**Required action:**
Repeat every record exactly, omitting the pictures.

--- Listed entries ---

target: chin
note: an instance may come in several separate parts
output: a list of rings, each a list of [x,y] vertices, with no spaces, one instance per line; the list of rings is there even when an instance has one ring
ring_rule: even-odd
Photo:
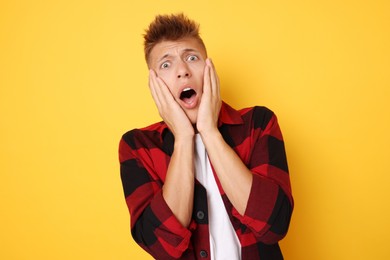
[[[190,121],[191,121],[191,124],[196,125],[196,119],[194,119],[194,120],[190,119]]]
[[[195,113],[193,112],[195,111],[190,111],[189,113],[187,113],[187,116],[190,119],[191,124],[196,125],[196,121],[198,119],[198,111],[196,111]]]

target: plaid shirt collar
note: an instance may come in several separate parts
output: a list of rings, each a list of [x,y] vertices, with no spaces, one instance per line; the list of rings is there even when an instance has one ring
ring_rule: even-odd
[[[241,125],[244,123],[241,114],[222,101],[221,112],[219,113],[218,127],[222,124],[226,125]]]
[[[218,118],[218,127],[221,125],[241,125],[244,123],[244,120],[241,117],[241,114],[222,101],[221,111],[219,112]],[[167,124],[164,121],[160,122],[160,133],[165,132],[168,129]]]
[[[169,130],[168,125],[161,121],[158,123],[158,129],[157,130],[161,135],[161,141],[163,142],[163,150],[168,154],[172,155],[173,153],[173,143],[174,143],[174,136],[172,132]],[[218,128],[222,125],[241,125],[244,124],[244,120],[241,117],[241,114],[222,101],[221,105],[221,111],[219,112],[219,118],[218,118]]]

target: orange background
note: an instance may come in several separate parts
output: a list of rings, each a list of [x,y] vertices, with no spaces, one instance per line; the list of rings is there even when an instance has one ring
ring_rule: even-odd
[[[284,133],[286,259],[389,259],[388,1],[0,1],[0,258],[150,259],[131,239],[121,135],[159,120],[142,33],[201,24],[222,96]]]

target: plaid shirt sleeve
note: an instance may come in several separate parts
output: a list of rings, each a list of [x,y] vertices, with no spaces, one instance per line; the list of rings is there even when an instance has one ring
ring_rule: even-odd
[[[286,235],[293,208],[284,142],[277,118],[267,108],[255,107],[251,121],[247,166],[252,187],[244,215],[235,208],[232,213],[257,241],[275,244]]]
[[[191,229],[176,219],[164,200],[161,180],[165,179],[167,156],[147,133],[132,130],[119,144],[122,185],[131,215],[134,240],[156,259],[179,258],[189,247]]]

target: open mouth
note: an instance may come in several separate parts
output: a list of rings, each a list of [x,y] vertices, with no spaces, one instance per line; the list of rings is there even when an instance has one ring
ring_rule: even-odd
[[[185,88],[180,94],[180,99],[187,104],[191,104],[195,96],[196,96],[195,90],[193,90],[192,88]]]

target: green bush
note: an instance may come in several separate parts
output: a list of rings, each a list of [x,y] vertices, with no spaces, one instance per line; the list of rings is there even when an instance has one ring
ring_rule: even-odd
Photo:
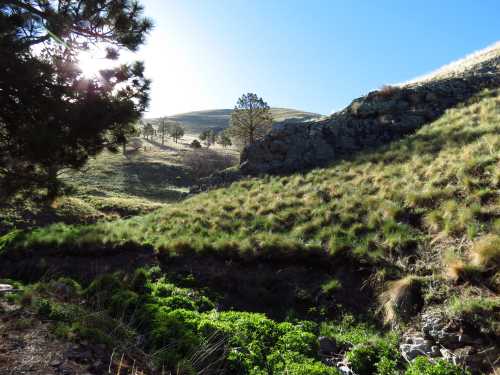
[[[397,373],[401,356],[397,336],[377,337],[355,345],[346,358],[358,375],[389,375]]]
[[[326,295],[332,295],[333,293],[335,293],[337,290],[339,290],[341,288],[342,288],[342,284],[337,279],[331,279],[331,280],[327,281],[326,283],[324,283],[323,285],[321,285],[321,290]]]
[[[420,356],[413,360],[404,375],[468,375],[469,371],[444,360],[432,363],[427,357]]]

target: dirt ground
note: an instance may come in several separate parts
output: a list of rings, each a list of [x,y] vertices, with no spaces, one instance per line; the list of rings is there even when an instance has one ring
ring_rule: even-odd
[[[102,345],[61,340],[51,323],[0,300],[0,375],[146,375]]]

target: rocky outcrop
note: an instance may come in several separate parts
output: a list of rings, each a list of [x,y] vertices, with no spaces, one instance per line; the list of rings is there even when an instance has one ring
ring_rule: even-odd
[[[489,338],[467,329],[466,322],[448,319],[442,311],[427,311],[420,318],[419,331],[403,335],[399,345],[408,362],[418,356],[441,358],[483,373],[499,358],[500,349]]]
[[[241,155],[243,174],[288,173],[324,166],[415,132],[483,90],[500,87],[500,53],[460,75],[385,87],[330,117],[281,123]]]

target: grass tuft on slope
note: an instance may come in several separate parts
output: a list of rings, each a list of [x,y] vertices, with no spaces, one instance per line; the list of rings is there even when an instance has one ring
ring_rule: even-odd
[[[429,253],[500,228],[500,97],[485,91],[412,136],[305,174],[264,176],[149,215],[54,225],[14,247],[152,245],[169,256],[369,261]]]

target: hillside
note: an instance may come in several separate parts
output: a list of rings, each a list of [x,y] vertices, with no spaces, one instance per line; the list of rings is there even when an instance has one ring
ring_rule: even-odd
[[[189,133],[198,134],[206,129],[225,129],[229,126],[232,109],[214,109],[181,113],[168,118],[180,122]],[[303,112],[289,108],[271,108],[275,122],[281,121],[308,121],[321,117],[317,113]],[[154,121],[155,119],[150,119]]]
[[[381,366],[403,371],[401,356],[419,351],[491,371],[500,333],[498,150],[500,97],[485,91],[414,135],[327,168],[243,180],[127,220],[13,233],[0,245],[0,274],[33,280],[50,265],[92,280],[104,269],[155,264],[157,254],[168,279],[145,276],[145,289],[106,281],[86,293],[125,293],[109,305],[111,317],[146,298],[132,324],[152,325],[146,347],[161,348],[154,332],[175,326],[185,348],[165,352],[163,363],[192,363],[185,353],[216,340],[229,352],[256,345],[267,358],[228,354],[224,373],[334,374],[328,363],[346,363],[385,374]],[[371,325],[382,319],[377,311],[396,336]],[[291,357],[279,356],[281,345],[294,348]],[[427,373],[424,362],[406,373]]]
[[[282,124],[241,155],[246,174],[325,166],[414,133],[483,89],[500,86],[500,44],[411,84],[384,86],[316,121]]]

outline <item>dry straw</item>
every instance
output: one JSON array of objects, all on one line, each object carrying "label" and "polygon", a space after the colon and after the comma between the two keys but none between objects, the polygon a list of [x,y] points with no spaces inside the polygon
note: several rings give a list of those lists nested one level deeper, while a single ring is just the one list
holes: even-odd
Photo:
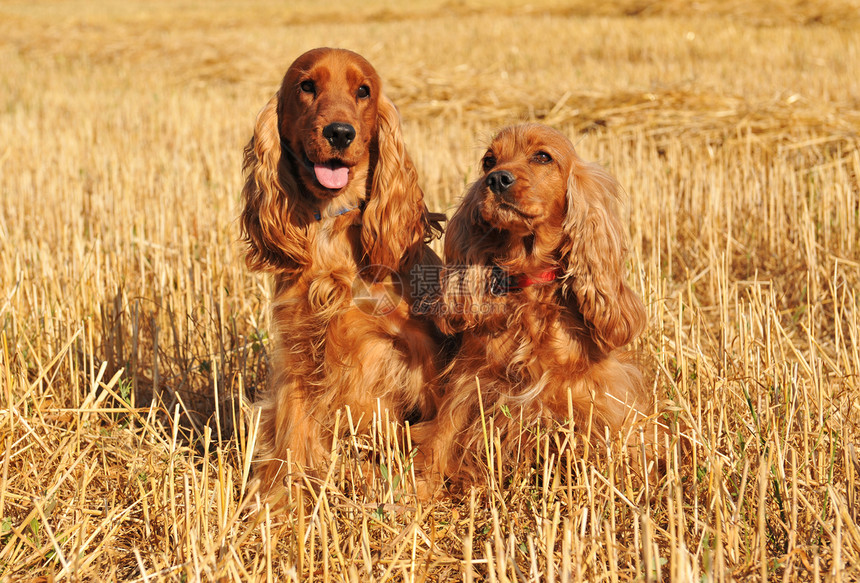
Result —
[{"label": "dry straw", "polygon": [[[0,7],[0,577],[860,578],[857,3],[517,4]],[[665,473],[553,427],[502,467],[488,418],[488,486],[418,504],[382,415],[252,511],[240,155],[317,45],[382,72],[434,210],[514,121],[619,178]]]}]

---

**Exercise result:**
target: chin
note: an instance may come in several separate parts
output: a list of rings, each a list of [x,y] vertices, with no spaces, one instance per line; the list of rings is there even when an instance has one ring
ring_rule: even-odd
Photo:
[[[190,121],[191,121],[191,124],[196,125],[196,119],[194,119],[194,120],[190,119]]]
[[[195,113],[193,112],[195,111],[190,111],[189,113],[187,113],[187,116],[190,119],[191,124],[196,125],[196,121],[198,119],[198,111],[196,111]]]

target: plaid shirt collar
note: an instance may come in several separate parts
output: a list of rings, each a list of [x,y] vertices, with no spaces, one instance per line; the list of rings is there even when an instance has one ring
ring_rule: even-odd
[[[241,125],[244,123],[241,114],[222,101],[221,112],[219,113],[218,127],[222,124],[226,125]]]
[[[218,118],[218,127],[221,125],[241,125],[244,123],[244,120],[241,117],[241,114],[222,101],[221,111],[219,112]],[[167,124],[164,121],[160,122],[160,133],[165,132],[168,129]]]
[[[169,130],[168,125],[161,121],[158,123],[158,129],[157,130],[161,135],[161,141],[163,142],[163,150],[168,154],[172,155],[173,153],[173,143],[174,143],[174,136],[172,132]],[[218,128],[222,125],[241,125],[244,124],[244,120],[241,117],[241,114],[222,101],[221,105],[221,111],[219,112],[219,118],[218,118]]]

target: orange background
note: an instance may come in several separate parts
output: a list of rings, each a list of [x,y] vertices, with no spaces, one instance per line; the list of rings is there even when an instance has one ring
ring_rule: even-odd
[[[284,133],[286,259],[389,259],[388,1],[0,1],[0,258],[150,259],[131,239],[121,135],[159,120],[142,33],[201,24],[222,96]]]

target: plaid shirt sleeve
note: an instance may come in several separate parts
output: a list of rings, each a list of [x,y] vertices, with no spaces, one instance per line; the list of rings is there even when an instance has one ring
ring_rule: even-odd
[[[286,235],[293,208],[284,142],[277,118],[267,108],[255,107],[251,121],[247,166],[252,187],[244,215],[235,208],[232,213],[257,241],[275,244]]]
[[[191,229],[176,219],[164,200],[161,180],[165,179],[167,156],[147,133],[132,130],[119,144],[122,185],[131,215],[134,240],[156,259],[179,258],[189,247]]]

target: open mouth
note: an instance may come in several separate parts
output: a list of rings, each a list of [x,y] vertices, with no spaces, one instance per line; the list of rings is there even when an instance has one ring
ring_rule: even-odd
[[[185,88],[180,94],[180,99],[187,104],[191,104],[195,96],[196,96],[195,90],[193,90],[192,88]]]

target: green bush
note: an instance may come in several separate parts
output: a list of rings, each a list of [x,y] vertices, with no spaces, one instance per line; the list of rings is there even when an instance has one ring
ring_rule: even-odd
Photo:
[[[397,373],[401,356],[397,336],[377,337],[355,345],[346,358],[358,375],[389,375]]]
[[[326,295],[332,295],[333,293],[335,293],[337,290],[339,290],[341,288],[342,288],[342,284],[337,279],[331,279],[331,280],[327,281],[326,283],[324,283],[323,285],[321,285],[321,290]]]
[[[420,356],[413,360],[404,375],[468,375],[469,371],[444,360],[432,363],[427,357]]]

target: dirt ground
note: an instance may come in several separate parts
output: a list of rings, each a list of [x,y] vertices, with no spaces, one instance per line; the list of rings is there even when an instance has one ring
ring_rule: even-odd
[[[102,345],[61,340],[51,323],[0,300],[0,375],[146,375]]]

target: rocky outcrop
note: an instance may come in several separate parts
output: a list of rings, each a list of [x,y] vertices, with no spaces, one instance per line; the list of rings is there even when an instance has one ring
ring_rule: even-odd
[[[489,338],[467,329],[466,322],[448,319],[442,311],[427,311],[420,318],[419,331],[403,335],[399,345],[408,362],[418,356],[441,358],[483,373],[499,358],[500,349]]]
[[[241,155],[243,174],[288,173],[324,166],[415,132],[483,90],[500,87],[500,53],[460,75],[385,87],[330,117],[281,123]]]

target: grass tuft on slope
note: an instance may come in several separate parts
output: a list of rings, each a list of [x,y] vertices, with no spaces, one instance per line; the list of rings is there even when an instance has one ring
ring_rule: even-odd
[[[429,253],[500,228],[500,97],[485,91],[412,136],[305,174],[264,176],[149,215],[54,225],[14,247],[152,245],[169,256],[369,261]]]

target: hillside
note: an instance may come in several separate parts
output: a list of rings, each a list of [x,y] vertices, with no spaces, one instance per line; the list of rings is there even when an instance has one ring
ring_rule: even-odd
[[[189,133],[198,134],[206,129],[225,129],[229,126],[232,109],[214,109],[181,113],[168,118],[180,122]],[[303,112],[289,108],[271,108],[275,122],[281,121],[308,121],[321,117],[317,113]],[[154,121],[155,119],[150,119]]]
[[[381,366],[403,371],[401,356],[419,351],[491,371],[500,333],[498,150],[500,97],[485,91],[414,135],[327,168],[243,180],[127,220],[13,233],[0,245],[0,274],[33,280],[50,265],[92,280],[104,269],[155,264],[157,254],[168,279],[145,276],[145,289],[106,281],[86,293],[125,293],[109,305],[111,317],[146,298],[132,324],[152,325],[146,347],[161,348],[154,332],[175,326],[185,348],[165,352],[163,363],[192,363],[185,353],[216,340],[229,352],[256,345],[267,358],[228,354],[224,373],[334,374],[328,363],[346,363],[385,374]],[[371,325],[382,319],[377,311],[396,336]],[[291,357],[279,356],[281,345],[294,348]],[[427,373],[424,362],[406,373]]]
[[[282,124],[241,155],[246,174],[325,166],[414,133],[483,89],[500,86],[500,44],[411,84],[384,86],[316,121]]]

outline <item>dry straw</item>
every instance
output: one JSON array of objects, all on one line, each object carrying "label" and "polygon", a space after the colon and after the comma between the two keys but none between objects, the polygon a list of [x,y] points with no spaces inside the polygon
note: several rings give a list of those lists nested one level deeper, while a single ring is just the one list
holes: even-odd
Photo:
Result —
[{"label": "dry straw", "polygon": [[[0,7],[0,577],[860,578],[857,3],[517,4]],[[665,473],[553,427],[502,467],[488,418],[488,486],[418,504],[382,415],[252,511],[240,155],[317,45],[382,72],[434,210],[514,121],[619,178]]]}]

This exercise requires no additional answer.